Records from a collection:

=== Section Start ===

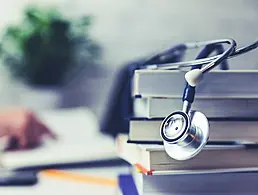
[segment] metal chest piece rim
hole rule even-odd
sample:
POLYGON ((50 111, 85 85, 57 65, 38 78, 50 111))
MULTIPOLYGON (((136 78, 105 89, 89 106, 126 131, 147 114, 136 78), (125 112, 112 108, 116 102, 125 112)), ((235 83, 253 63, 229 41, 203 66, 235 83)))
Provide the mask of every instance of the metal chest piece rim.
POLYGON ((199 111, 190 111, 189 116, 185 112, 176 111, 163 120, 160 133, 165 151, 171 158, 188 160, 195 157, 206 145, 209 123, 206 116, 199 111))

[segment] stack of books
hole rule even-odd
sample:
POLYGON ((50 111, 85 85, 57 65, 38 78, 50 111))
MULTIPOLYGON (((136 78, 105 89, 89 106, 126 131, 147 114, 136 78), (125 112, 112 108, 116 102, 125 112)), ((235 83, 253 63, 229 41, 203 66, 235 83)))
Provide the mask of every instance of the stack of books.
POLYGON ((121 194, 257 194, 258 71, 214 70, 197 86, 192 109, 210 124, 208 144, 194 158, 169 157, 160 137, 162 120, 182 109, 185 72, 136 70, 129 133, 117 151, 132 165, 119 176, 121 194), (130 192, 131 191, 131 192, 130 192))

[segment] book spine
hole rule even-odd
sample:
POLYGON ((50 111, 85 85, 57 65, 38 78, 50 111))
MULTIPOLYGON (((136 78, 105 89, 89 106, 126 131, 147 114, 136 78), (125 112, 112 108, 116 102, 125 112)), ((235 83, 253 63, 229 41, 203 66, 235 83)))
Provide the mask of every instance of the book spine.
MULTIPOLYGON (((182 109, 181 98, 145 98, 137 99, 135 116, 166 117, 175 110, 182 109)), ((193 110, 203 112, 208 118, 258 116, 258 99, 213 98, 198 99, 192 104, 193 110)))
MULTIPOLYGON (((160 124, 162 121, 131 121, 129 129, 130 142, 161 143, 160 124), (148 129, 148 133, 144 131, 148 129)), ((209 121, 210 142, 258 142, 257 121, 209 121)))
MULTIPOLYGON (((133 96, 181 97, 185 72, 176 70, 137 70, 133 96)), ((205 75, 196 88, 196 97, 258 98, 258 71, 218 71, 205 75)))

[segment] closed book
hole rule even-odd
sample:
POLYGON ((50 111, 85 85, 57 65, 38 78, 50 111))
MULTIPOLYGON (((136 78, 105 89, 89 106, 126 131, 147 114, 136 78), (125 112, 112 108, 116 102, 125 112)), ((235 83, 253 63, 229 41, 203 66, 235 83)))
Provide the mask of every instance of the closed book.
MULTIPOLYGON (((134 113, 136 117, 166 117, 175 110, 182 110, 182 98, 135 98, 134 113)), ((203 112, 208 118, 258 116, 258 98, 195 98, 193 110, 203 112)))
MULTIPOLYGON (((182 97, 185 71, 136 70, 132 96, 182 97)), ((212 70, 196 87, 196 97, 258 97, 258 70, 212 70)))
POLYGON ((258 172, 145 175, 133 169, 139 195, 217 195, 258 193, 258 172))
MULTIPOLYGON (((164 118, 131 118, 129 140, 136 142, 162 142, 160 126, 164 118)), ((258 119, 209 118, 209 141, 258 142, 258 119)))
POLYGON ((118 155, 146 175, 201 174, 258 170, 256 145, 206 145, 195 157, 178 161, 169 157, 163 145, 132 144, 117 137, 118 155))

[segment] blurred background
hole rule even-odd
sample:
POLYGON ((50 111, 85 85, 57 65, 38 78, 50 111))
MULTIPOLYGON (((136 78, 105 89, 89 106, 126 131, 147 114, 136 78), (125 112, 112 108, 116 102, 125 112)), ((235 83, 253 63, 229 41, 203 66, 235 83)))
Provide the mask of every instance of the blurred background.
MULTIPOLYGON (((258 35, 256 0, 0 1, 0 106, 87 106, 100 119, 128 62, 180 42, 258 35)), ((230 60, 256 69, 256 52, 230 60)))

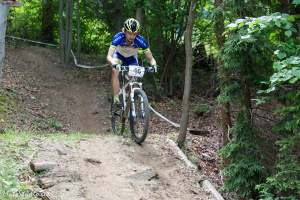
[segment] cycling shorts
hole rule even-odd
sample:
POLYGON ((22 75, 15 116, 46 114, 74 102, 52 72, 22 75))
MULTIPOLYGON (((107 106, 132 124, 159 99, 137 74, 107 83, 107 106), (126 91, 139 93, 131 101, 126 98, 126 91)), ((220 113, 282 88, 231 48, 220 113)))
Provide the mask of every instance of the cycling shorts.
POLYGON ((128 66, 128 65, 139 65, 137 56, 124 57, 119 52, 113 54, 113 58, 116 59, 117 63, 128 66))

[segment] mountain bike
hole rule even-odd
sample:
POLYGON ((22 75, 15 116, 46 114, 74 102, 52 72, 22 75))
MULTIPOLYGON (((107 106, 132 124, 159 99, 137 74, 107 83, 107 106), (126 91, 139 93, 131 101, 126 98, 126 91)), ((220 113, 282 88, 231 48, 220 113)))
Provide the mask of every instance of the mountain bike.
POLYGON ((115 134, 123 134, 126 119, 129 118, 132 138, 137 144, 141 144, 148 134, 150 108, 140 79, 145 72, 155 72, 155 69, 136 65, 113 67, 119 68, 120 103, 112 101, 111 104, 112 130, 115 134))

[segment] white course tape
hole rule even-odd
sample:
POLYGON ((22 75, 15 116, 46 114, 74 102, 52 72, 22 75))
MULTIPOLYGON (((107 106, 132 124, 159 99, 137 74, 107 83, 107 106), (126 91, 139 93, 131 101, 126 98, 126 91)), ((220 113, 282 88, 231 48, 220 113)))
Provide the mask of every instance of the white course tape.
POLYGON ((74 58, 74 63, 77 67, 80 67, 80 68, 85 68, 85 69, 94 69, 94 68, 104 68, 104 67, 109 67, 110 65, 109 64, 103 64, 103 65, 100 65, 100 66, 88 66, 88 65, 81 65, 81 64, 78 64, 77 62, 77 59, 73 53, 73 51, 71 50, 71 54, 74 58))
POLYGON ((159 116, 161 119, 165 120, 166 122, 170 123, 172 126, 176 127, 176 128, 180 128, 180 125, 172 122, 171 120, 169 120, 168 118, 166 118, 165 116, 163 116, 162 114, 160 114, 159 112, 157 112, 156 110, 154 110, 154 108, 152 108, 152 106, 149 106, 150 110, 152 110, 157 116, 159 116))
POLYGON ((45 42, 39 42, 39 41, 24 39, 24 38, 15 37, 15 36, 6 36, 6 37, 14 39, 14 40, 22 40, 24 42, 31 42, 31 43, 36 43, 36 44, 43 44, 43 45, 47 45, 47 46, 50 46, 50 47, 58 47, 58 45, 55 45, 55 44, 50 44, 50 43, 45 43, 45 42))
MULTIPOLYGON (((166 122, 168 122, 169 124, 171 124, 172 126, 174 126, 176 128, 180 128, 180 124, 172 122, 171 120, 169 120, 168 118, 166 118, 165 116, 163 116, 162 114, 160 114, 159 112, 154 110, 154 108, 152 108, 152 106, 149 106, 149 107, 150 107, 150 110, 152 110, 152 112, 154 112, 154 114, 159 116, 161 119, 165 120, 166 122)), ((188 131, 194 131, 195 129, 187 128, 187 130, 188 131)))

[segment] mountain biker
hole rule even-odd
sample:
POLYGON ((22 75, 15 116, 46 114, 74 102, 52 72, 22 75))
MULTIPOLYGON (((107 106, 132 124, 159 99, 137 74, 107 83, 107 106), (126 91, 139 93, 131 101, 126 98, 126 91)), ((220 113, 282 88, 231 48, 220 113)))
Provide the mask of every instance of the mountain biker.
MULTIPOLYGON (((129 18, 124 22, 122 31, 113 36, 107 53, 106 59, 110 65, 138 65, 137 52, 138 49, 142 49, 147 61, 153 66, 154 71, 157 71, 156 61, 149 45, 139 31, 140 24, 136 19, 129 18)), ((112 89, 114 103, 120 103, 119 70, 116 68, 112 68, 112 89)))

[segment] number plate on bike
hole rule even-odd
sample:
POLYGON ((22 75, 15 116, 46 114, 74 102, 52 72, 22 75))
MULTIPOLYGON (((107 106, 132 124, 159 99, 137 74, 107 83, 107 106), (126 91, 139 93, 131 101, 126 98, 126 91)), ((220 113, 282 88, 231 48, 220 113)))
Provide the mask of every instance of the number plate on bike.
POLYGON ((133 77, 143 77, 145 74, 145 68, 136 65, 129 65, 128 75, 133 77))

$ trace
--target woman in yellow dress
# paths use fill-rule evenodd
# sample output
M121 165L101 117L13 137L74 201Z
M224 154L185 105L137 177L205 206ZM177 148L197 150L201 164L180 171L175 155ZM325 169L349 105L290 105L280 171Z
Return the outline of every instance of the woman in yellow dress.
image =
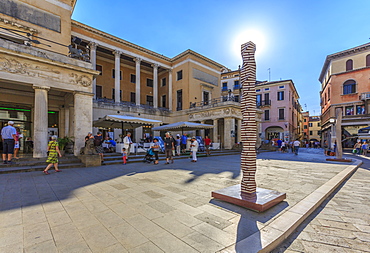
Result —
M46 159L46 162L49 163L49 164L46 167L46 169L44 170L45 175L50 174L48 172L48 170L53 165L54 165L54 169L55 169L56 172L61 172L61 170L58 169L58 155L59 155L59 157L62 157L62 155L60 154L60 151L59 151L57 139L58 139L58 137L56 135L53 135L51 137L51 141L49 141L49 144L48 144L49 155L48 155L48 159Z

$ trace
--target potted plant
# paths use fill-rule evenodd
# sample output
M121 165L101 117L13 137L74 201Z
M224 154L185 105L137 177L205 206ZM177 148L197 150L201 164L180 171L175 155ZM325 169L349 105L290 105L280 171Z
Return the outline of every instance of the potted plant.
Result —
M63 137L58 139L58 145L59 145L59 150L62 155L65 153L65 148L68 144L73 143L73 140L71 137Z

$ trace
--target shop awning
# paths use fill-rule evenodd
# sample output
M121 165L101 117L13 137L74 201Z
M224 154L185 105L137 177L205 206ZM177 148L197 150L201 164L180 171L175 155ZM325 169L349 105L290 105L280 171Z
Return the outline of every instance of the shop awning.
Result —
M184 132L184 130L192 131L192 130L197 130L197 129L209 129L209 128L213 128L213 125L181 121L181 122L176 122L176 123L173 123L173 124L153 127L152 130L153 131L176 131L176 130L181 130L182 132Z
M105 115L93 122L94 127L132 129L141 126L161 124L160 120L138 118L127 115Z

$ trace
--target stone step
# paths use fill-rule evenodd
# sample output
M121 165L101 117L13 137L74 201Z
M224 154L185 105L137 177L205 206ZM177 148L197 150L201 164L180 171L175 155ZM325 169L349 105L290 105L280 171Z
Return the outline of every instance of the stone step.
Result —
M8 174L8 173L20 173L20 172L31 172L31 171L43 171L46 168L47 164L44 162L43 165L34 165L34 166L14 166L14 167L6 167L0 168L0 174ZM70 169L70 168L79 168L84 167L84 164L79 163L66 163L66 164L58 164L58 168L60 170L63 169ZM52 172L54 167L50 169Z

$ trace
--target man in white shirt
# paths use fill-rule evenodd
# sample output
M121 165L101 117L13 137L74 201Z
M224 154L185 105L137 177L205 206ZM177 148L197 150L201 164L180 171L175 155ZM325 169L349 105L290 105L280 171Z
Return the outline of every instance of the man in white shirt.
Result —
M14 122L9 121L8 125L1 129L1 138L3 140L3 163L11 164L14 153L14 144L17 131L13 127ZM7 160L8 159L8 160Z
M128 160L128 157L130 155L130 149L131 149L131 133L127 133L125 138L123 138L123 147L126 149L127 155L126 155L126 160Z
M192 162L197 161L197 152L198 152L199 143L195 137L191 138L191 144L190 144L190 151L193 154L193 160Z
M301 145L301 142L296 139L294 142L293 142L293 146L294 146L294 154L295 155L298 155L298 149L299 149L299 146Z

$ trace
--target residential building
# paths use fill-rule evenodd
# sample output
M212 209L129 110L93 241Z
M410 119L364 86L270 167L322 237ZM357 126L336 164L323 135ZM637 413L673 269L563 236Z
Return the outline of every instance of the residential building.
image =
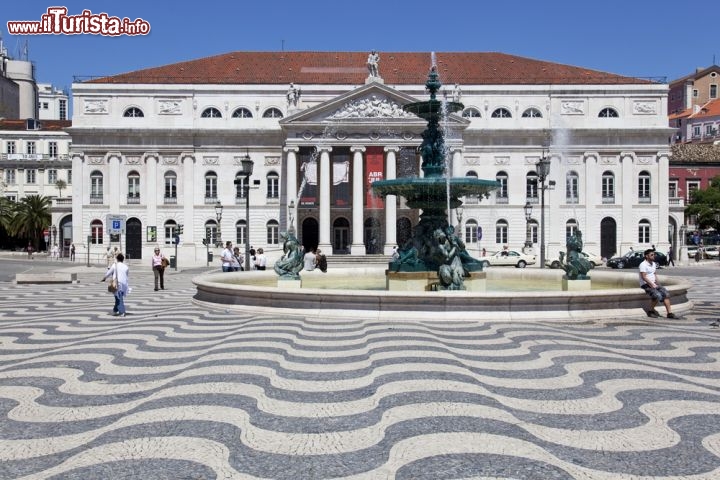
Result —
M69 95L49 83L38 83L38 112L40 120L68 120Z
M538 251L543 156L548 257L577 229L603 256L674 241L667 84L501 53L435 57L444 95L464 104L444 122L449 171L501 183L452 215L471 253L519 249L526 203ZM73 84L73 238L101 252L121 214L131 258L180 225L185 265L206 262L206 243L244 245L248 227L271 259L290 226L329 255L389 254L417 212L370 184L420 174L426 124L402 105L427 99L431 54L381 58L371 76L360 52L232 52Z
M720 66L718 65L698 68L694 73L671 81L668 113L677 114L720 98L719 86Z

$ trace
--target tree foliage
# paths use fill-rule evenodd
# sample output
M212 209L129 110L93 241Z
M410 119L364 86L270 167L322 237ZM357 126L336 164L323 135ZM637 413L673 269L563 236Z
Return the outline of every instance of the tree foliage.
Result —
M685 207L685 216L696 215L698 227L720 230L720 176L704 190L695 190Z
M11 235L27 238L38 249L44 228L50 225L50 199L41 195L28 195L13 204L12 214L7 221Z

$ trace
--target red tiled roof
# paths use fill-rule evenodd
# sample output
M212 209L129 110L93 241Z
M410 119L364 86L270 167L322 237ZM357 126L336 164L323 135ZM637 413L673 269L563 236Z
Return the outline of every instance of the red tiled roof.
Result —
M710 100L700 107L700 111L690 115L690 118L717 117L720 116L720 98Z
M675 120L677 118L689 117L690 115L692 115L692 108L686 108L681 112L671 113L670 115L668 115L668 119Z
M357 85L368 76L367 52L232 52L147 68L86 83ZM437 52L440 79L461 85L648 84L586 68L496 52ZM386 84L423 84L429 52L380 52Z
M72 127L72 120L36 120L40 124L40 131L57 132ZM0 130L27 130L25 119L2 119ZM33 130L30 130L33 131Z

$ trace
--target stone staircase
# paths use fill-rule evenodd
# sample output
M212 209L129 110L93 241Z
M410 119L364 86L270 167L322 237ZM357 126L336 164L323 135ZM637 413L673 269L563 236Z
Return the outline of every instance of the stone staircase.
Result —
M390 255L330 255L328 265L387 265Z

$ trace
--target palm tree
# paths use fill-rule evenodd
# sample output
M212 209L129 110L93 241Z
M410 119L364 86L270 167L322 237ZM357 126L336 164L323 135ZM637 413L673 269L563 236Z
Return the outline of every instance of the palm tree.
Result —
M28 195L15 204L15 212L10 221L10 234L28 239L39 248L40 236L50 225L50 199L41 195Z
M58 180L57 182L55 182L55 186L60 193L60 197L62 197L62 191L63 189L67 188L67 182L65 180Z

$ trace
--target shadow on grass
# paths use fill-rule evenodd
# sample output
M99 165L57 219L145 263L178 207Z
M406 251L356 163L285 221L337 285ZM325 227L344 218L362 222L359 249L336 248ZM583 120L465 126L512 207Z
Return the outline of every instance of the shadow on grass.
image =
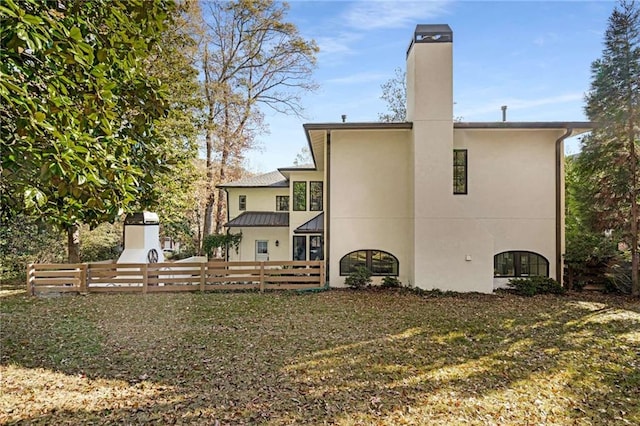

=== Section End ===

- [ASSIGNMENT]: Output only the number of lines in the data above that include the word "tree".

- [RESPONSE]: 4